- [Required action]
Please write the data out once more, exactly as it is given.

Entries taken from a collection
#####

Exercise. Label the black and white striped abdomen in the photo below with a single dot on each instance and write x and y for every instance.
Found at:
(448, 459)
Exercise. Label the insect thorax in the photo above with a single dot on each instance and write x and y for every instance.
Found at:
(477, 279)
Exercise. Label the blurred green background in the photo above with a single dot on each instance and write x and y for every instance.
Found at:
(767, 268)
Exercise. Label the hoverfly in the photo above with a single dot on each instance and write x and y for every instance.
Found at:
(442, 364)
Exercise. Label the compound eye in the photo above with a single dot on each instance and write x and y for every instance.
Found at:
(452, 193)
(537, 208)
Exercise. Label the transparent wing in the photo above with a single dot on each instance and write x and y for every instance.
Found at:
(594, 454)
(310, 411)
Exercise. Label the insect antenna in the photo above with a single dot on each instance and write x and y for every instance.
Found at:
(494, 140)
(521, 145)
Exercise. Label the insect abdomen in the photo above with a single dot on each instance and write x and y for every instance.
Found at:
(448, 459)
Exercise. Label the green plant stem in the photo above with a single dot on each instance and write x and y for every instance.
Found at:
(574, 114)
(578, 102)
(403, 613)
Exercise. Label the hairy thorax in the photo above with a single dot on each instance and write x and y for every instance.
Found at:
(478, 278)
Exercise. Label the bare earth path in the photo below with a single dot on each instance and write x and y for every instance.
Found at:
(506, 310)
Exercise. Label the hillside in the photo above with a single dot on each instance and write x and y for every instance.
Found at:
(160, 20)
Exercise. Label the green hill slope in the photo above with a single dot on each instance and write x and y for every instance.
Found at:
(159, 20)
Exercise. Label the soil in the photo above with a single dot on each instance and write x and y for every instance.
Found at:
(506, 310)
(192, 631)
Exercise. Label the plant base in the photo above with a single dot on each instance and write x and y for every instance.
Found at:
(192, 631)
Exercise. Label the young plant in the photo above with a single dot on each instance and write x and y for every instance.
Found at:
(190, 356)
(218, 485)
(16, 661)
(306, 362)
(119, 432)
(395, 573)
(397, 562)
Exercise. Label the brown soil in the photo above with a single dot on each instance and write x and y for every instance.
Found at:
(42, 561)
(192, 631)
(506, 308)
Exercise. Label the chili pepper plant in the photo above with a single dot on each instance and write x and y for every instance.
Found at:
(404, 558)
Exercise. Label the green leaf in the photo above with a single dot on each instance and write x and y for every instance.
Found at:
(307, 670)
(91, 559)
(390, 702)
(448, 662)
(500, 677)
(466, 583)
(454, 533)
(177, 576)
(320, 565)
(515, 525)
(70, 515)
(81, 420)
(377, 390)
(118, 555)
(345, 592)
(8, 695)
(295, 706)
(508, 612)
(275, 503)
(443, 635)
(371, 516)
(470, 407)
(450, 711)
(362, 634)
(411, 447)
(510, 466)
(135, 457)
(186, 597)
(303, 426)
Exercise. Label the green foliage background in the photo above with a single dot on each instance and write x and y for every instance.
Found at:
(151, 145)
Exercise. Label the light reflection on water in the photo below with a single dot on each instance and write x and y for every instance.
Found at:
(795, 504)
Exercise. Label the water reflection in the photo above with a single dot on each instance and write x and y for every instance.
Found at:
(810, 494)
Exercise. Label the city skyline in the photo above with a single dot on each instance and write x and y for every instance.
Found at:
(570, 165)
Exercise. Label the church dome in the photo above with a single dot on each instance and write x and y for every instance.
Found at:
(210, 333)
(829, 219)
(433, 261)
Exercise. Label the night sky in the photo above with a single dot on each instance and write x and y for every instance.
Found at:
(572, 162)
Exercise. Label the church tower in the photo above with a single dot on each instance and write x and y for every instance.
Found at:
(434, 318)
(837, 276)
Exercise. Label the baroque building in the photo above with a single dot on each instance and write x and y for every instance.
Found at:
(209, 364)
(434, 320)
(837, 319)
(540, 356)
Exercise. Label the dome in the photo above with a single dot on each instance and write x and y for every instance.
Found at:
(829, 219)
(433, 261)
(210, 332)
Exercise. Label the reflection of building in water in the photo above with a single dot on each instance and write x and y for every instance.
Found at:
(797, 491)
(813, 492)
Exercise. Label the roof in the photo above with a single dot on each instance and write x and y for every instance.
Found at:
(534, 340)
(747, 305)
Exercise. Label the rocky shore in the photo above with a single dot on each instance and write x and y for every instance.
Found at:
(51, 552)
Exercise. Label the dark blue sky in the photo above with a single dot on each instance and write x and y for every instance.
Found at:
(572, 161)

#####

- [Answer to the exercise]
Exercise. Label the black and white striped abdomen in the photo below with a single dot on each instance and write x and y for every instance.
Found at:
(448, 459)
Exercise. Label the insect thorax in the photo above with a single dot on each instance and write x and y for every instance.
Found at:
(477, 279)
Exercise. Label the blurred green background in the photo above with a single dot on each instance and write x and y for every instance.
Found at:
(767, 268)
Exercise. Label the hoverfly in the photo above with a single dot on each instance and write x and y for every instance.
Found at:
(442, 364)
Exercise. Label the compound eye in the photo above with a single dot on each instance and write x and y for every instance.
Found at:
(452, 193)
(537, 208)
Exercise. Label the transparent wing in the photo above with a single dot on each instance and write x and y for every instance.
Found at:
(594, 454)
(310, 411)
Exercise. Label the insect antenna in the photo above with a single dot on each instance and write x and y for every instance.
Found at:
(494, 140)
(521, 145)
Exercise. Label the insect abdomen in the photo above with a single dot on each instance and write x and y for every instance.
Found at:
(448, 459)
Exercise. Label the green plant stem in the photo above with a single dot on each instance and write x and y for every instance.
Found at:
(574, 114)
(578, 102)
(403, 613)
Exercise. Label the hairy thorax in the photo above with a single dot on each instance and write x and y for every instance.
Found at:
(478, 278)
Exercise. Label the bare earth path in the photo below with a single dot on each instance and write x and y for every instance.
Found at:
(506, 310)
Exercise. Label the hillside in the photo above with a single dot on each instance and write x and y for every instance.
Found at:
(160, 20)
Exercise. Label the green hill slope in the photo above with a single dot on each instance and write x and y for every instance.
Found at:
(159, 20)
Exercise. Label the soil in the photo above with a single dot on each instance and write x and y for every instance.
Found at:
(506, 310)
(192, 631)
Exercise. Label the plant base in the photo above with a single dot on each instance and write x and y for every instance.
Found at:
(192, 631)
Exercise. Label the young plant in the photo above with a single dot on each instance and write x and y for every instance.
Found at:
(190, 356)
(218, 485)
(16, 661)
(306, 362)
(119, 432)
(395, 573)
(397, 562)
Exercise. Label the brown soil in the photo above with a single dot on each instance and write x and y for every instance.
Found at:
(42, 561)
(192, 631)
(506, 308)
Exercise. Label the chili pepper plant in the photo above with a single dot on each instance and write x and y for every instance.
Found at:
(404, 558)
Exercise. Label the green leaf in the photo above with a single dot on each instance and write x and y for every instance.
Found at:
(307, 670)
(91, 559)
(390, 702)
(448, 662)
(500, 677)
(466, 583)
(454, 533)
(177, 576)
(320, 565)
(515, 525)
(70, 515)
(81, 420)
(377, 390)
(118, 555)
(345, 592)
(8, 695)
(295, 706)
(508, 612)
(275, 503)
(443, 635)
(371, 516)
(470, 407)
(450, 711)
(362, 634)
(411, 447)
(510, 466)
(135, 457)
(186, 597)
(303, 426)
Exercise. Label the green foliage background in the photo above with a single dot on each instance and write x and y for every instance.
Found at:
(151, 145)
Exercise. Label the light reflection on water in the photo below with a single dot on each instance and write x and y for every instance.
Found at:
(795, 504)
Exercise. Label the water reflection in the photo above with a single dot on each instance and write x and y for every instance.
Found at:
(810, 494)
Exercise. Label the city skyline in the photo above with a single dot on each instance and write x and y for every instance.
Found at:
(570, 165)
Exercise. Label the church dome in the photo above with a single dot on each instance and write x and y for every instance.
Found at:
(210, 333)
(829, 219)
(433, 261)
Exercise. Label the night sky in the photo above with a single dot on each instance and write x and y for every instance.
Found at:
(572, 162)
Exercise. Label the church tower in the photo above with a single dot on each instance and write x and y for every instance.
Found at:
(434, 318)
(837, 276)
Exercise. Label the baroque building in the photo above with a single dot on each instance and write x and y for every instance.
Found at:
(209, 364)
(434, 320)
(837, 319)
(540, 356)
Exercise. Label the dome in the photo above with a single dot on each instance and write x and y for every instance.
Found at:
(829, 219)
(433, 261)
(210, 332)
Exercise. Label the reflection of building in water in the photo above with a single dot on each instance and write x and y for every instance.
Found at:
(797, 491)
(813, 492)
Exercise. Label the roof in the photo above with a single dot on each instance and write x and y for every instance.
Found at:
(534, 340)
(747, 305)
Exercise. Label the rocky shore in the photo above with a single dot on each instance and write x and y for every instance.
Found at:
(51, 552)
Exercise. Label the dark blue sky in the photo above with a single dot on each instance and write x and y for every instance.
Found at:
(572, 161)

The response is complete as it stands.